▶ **Exercise**: Can you rewrite the lines below with every "marker" changed to "pin" and nothing else altered?

▶ **Source material**:
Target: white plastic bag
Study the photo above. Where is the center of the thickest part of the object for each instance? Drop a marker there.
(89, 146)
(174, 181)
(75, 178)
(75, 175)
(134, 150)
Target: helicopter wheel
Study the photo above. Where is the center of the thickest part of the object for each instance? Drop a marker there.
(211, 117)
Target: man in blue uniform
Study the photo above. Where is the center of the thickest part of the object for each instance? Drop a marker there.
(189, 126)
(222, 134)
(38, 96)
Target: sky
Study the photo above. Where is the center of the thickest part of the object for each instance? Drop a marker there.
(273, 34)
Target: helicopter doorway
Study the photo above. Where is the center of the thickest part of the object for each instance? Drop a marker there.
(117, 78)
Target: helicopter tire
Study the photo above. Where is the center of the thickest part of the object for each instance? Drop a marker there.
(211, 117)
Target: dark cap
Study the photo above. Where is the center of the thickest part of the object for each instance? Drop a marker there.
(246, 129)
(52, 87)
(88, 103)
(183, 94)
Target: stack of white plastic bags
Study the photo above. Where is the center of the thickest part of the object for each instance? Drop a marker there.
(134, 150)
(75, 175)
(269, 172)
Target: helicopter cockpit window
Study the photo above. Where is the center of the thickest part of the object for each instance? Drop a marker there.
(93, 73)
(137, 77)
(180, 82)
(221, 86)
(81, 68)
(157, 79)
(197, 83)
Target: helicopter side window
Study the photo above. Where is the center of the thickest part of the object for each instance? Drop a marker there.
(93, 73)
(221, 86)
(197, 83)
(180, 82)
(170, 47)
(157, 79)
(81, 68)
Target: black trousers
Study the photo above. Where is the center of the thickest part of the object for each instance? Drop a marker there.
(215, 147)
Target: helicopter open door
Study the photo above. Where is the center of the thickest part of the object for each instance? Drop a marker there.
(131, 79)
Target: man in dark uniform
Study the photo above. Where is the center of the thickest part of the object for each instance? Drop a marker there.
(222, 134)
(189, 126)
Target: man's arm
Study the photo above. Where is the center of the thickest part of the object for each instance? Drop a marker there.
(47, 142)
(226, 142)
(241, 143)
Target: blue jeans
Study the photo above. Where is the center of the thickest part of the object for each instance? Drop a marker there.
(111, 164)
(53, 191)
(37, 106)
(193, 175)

▶ **Result**:
Target: white plastic bag
Study the photo above. Where is the center of the thickest part of the object for each instance? Drop a pin there.
(89, 146)
(174, 181)
(75, 178)
(75, 175)
(134, 150)
Target: helicopter wheel
Study the photo above. Where is the center of the thickest part of the object for each instance? Drop a pin there.
(211, 117)
Target: man in blue uniform
Study the photo above. Where is the center of the thickest part of the object for each instance? Drop a pin there.
(189, 126)
(222, 134)
(38, 96)
Target: sky
Study the photo above. Where is the center of the thickest part of the object for each instance? Drop a pin there.
(273, 34)
Target: helicopter doorway
Study the photo above. Where is the center of the thickest part of the object for each instance? Drop a pin there.
(117, 78)
Target: helicopter tire
Study the photo above. Where is the center of the thickest part of the object for each instance? Drop a pin there.
(211, 117)
Target: dark cap
Study the photo above. Where is the center of the thickest part of the object for each instance? Drop a pin there.
(246, 129)
(52, 87)
(88, 103)
(183, 94)
Target: stack of white plastic bags
Study the photo above. Where is the center of the thickest part of the object for each instance? Drop a pin there.
(134, 150)
(75, 175)
(269, 172)
Target: helicopter cockpit window
Study the photo above. Where is the center of the thickest part of the object for each instance? Drop a pin there.
(93, 73)
(137, 77)
(180, 82)
(221, 86)
(81, 68)
(157, 79)
(197, 83)
Target: helicopter side window
Study the photo above. Where is the center of the thickest part of the object for each instance? Drop a pin there.
(93, 73)
(221, 86)
(197, 83)
(180, 82)
(170, 47)
(157, 79)
(81, 68)
Target: black trousers
Study the photo above. Where is the center of the thickest part of the object for each instance? Drop a pin there.
(215, 147)
Target: helicopter open door
Study the photo above. Where is the center of the thickest part of the object for each instance? Drop a pin there.
(131, 79)
Target: man in dark uniform
Study the photo above. Where is the center of the thickest part of the object for each instance? Drop a pin there.
(222, 134)
(189, 126)
Target: man's arm
Study the photo above. Where is the center of the thickest part of the object for each instance? Drop a pin there.
(47, 142)
(226, 142)
(241, 143)
Target: blue jeans
Study the photo above. Where is the center of the thickest part of the object for each instance? Drop a pin there.
(111, 164)
(53, 191)
(37, 106)
(193, 175)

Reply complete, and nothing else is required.